---- Metin

-2017 yılında bir hayalle başlayan Akdeniz ve Karadeniz'deki sismik araştırmalar geçtiğimiz günlerde Karadeniz'den gelen bir müjde ile ilk meyvesini verdi. Bu gelişme ne anlam ifade ediyor?
Karadeniz'den gelen müjdeyi enerjide yerli ve milli hamlemizin bir ürünü olarak görüyorum. Bu vizyon ülkemizde çıkarılan petrol ve doğalgaz ile; güneşten, rüzgardan ve atıklardan üretilen elektrik ile bizi adım adım enerjide bağımsızlık hedefimize götürecektir. Bu yönde ufak ufak adımlar atılırken Karedeniz'den gelen müjde ile birlikte bir anda kocaman bir adım atılmış oldu. Üstelik dünyanın pandemiden yıkıldığı, yabancı enerji şirketlerinin bütçelerini kıstığı ve denizlerdeki sondaj faaliyetlerini askıya aldığı bir dönemde bu adımı attık.
ÇIKARMA İŞLEMİ ZOR DEĞİL
- Şimdi süreç nasıl işleyecek?
Bundan sonra ana adımlar olarak denizde platform kurularak bulunan gazın çıkarılması, arındırılması ve karaya getirilmesi gerekiyor. Çıkarma işi zor değil çünkü bu alanda birçok şirketin tecrübesi var. Büyük enerji şirketleri de genellikle kendileri değil, taşaron şirketlere yaptırıyor bu işi. Benzer şekilde bir yüklenici ile işbirliği yapılabilir veya Türkiye Petrolleri kendi de üstlenebilir. Çıkarılan gazın sülfür gibi yabancı maddelerden arındırılması da sorun teşkil edecek bir iş değil. Karaya getirilmesi için boru hattı döşenmesi noktasında da şanslıyız zira Türk Akım boru hattına yakın bir lokasyondan söz ediyoruz. Dolayısıyla gerekli zemin etüdleri o bölge için yapılmış hazır olmalı.

--------
---- Veri alıntıları

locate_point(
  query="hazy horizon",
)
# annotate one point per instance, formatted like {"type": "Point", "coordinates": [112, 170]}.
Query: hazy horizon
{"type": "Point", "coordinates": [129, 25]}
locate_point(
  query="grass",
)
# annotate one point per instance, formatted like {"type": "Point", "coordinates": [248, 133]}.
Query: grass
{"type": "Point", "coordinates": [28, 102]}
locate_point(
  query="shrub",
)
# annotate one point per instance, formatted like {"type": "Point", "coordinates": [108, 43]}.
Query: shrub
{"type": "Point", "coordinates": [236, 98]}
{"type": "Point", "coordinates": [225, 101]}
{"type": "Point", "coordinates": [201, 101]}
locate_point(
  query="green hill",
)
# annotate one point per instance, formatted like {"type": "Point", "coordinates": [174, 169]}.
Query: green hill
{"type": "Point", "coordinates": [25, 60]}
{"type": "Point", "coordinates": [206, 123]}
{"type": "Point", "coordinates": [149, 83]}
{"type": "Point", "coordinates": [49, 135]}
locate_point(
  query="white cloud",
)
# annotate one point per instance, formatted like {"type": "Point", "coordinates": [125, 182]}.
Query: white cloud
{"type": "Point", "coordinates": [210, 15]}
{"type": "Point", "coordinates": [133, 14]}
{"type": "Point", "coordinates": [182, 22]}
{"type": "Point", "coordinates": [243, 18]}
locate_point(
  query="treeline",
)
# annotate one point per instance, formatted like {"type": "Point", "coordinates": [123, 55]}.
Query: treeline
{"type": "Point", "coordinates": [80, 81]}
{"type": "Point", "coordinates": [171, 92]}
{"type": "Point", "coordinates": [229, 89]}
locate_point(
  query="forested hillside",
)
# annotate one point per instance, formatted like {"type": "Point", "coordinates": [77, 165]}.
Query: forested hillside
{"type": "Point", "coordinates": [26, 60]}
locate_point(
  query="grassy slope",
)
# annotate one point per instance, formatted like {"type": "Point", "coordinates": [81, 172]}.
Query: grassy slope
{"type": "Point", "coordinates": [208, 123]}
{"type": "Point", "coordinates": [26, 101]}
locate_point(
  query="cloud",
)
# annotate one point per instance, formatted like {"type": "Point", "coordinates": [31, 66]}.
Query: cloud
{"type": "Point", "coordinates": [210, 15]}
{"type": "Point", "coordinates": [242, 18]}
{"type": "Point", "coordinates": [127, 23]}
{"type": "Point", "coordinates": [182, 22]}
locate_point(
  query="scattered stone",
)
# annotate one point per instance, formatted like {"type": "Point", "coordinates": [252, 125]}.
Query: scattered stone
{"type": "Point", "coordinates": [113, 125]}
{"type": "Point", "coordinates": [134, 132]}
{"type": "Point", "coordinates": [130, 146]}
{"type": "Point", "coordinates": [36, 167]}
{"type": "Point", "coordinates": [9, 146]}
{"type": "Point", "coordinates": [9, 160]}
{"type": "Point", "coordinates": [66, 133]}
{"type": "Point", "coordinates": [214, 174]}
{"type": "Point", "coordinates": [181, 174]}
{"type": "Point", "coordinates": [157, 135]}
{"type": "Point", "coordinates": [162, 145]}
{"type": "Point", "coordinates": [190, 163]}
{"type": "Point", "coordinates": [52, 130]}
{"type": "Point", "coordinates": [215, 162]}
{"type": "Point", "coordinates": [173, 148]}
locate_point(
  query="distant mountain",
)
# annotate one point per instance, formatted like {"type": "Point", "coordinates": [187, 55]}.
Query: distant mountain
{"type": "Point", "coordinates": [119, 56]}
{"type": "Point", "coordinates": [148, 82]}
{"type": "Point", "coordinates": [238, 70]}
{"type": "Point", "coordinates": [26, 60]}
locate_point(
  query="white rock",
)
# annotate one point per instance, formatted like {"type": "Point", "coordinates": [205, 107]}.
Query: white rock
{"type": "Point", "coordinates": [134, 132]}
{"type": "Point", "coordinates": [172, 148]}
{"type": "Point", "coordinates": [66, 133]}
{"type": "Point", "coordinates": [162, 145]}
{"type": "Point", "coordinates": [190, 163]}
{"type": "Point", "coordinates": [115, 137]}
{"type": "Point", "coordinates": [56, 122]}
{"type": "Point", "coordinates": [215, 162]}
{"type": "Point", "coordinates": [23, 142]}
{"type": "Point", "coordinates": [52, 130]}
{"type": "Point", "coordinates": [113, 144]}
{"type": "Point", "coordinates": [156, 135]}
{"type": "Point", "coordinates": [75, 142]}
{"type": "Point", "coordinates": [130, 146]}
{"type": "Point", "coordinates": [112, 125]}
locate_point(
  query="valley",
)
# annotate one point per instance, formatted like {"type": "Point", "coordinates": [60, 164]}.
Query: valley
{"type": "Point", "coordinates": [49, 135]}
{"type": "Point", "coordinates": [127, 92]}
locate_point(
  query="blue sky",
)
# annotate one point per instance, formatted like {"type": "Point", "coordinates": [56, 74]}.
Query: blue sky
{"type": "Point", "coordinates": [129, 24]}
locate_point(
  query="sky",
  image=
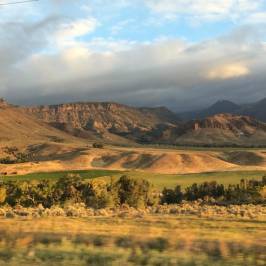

--------

**Görev 1:** Karadeniz gazıyla ilgili metinde "Karadeniz'den gelen müjdeyi" kısmından "süreç nasıl işleyecek?" kısmına kadar olan her şeyi, "sondaj" yerine "arama" koyarak yeniden yaz.
**Görev 2:** Karadeniz gazıyla ilgili metni kaldığı yerden devam ettir.
Verilerin bu işle hiçbir ilgisi yok.

**Cevap 1:**
Karadeniz'den gelen müjdeyi enerjide yerli ve milli hamlemizin bir ürünü olarak görüyorum. Bu vizyon ülkemizde çıkarılan petrol ve doğalgaz ile; güneşten, rüzgardan ve atıklardan üretilen elektrik ile bizi adım adım enerjide bağımsızlık hedefimize götürecektir. Bu yönde ufak ufak adımlar atılırken Karedeniz'den gelen müjde ile birlikte bir anda kocaman bir adım atılmış oldu. Üstelik dünyanın pandemiden yıkıldığı, yabancı enerji şirketlerinin bütçelerini kıstığı ve denizlerdeki arama faaliyetlerini askıya aldığı bir dönemde bu adımı attık.
ÇIKARMA İŞLEMİ ZOR DEĞİL
- Şimdi süreç nasıl işleyecek?

**Cevap 2:**
YENİ MÜJDELERE HAZIR OLUN
-Karadeniz'deki diğer kuyulardan da müjdeli haberler bekleyelim mi?
Enerji Bakanı 1000 metre daha derine inileceğini ve sismik araştırma sonuçlarına göre umutlu olunduğunu açıkladı. Doğu Akdeniz'deki bazı sahalara çok benzer bir durum sözkonusu. Orada da müjdeli haberler peş peşe geldi. Ama bu lokasyondan bağımsız olarak gerek Karadeniz'de gerekse Akdeniz'de yeni sondajlardan gelecek müjdeli haberler olacaktır zira her iki denizlerimizde de müthiş bir potansiyel olduğunu biliyoruz. Bu potansiyelin ortaya çıkarılması noktasında umutluyum. Özellikle de sismik araştırmaları ve sondajları kendi imkanlarımızla yapabildiğimiz, kimseye muhtaç olmadığımız için umutluyum. Karadeniz'den de Akdeniz'den de müjdeli haberler bekleyelim.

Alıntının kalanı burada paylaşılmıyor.